» The exercise:
Report every line in the data below that contains the word "each".

» Raw data:
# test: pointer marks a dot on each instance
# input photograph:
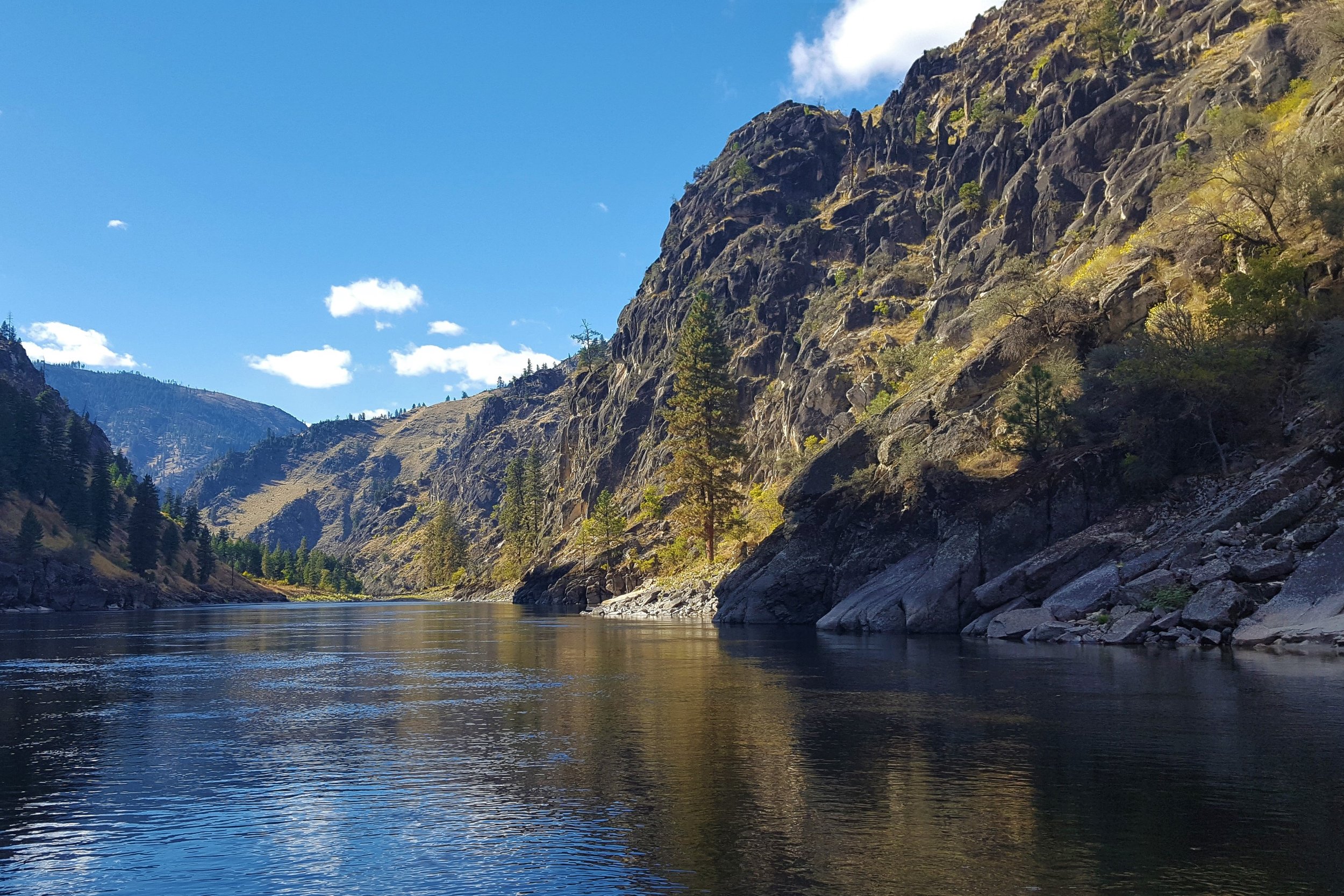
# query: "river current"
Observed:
(471, 749)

» Solution:
# test: pointer marks a dot on each instance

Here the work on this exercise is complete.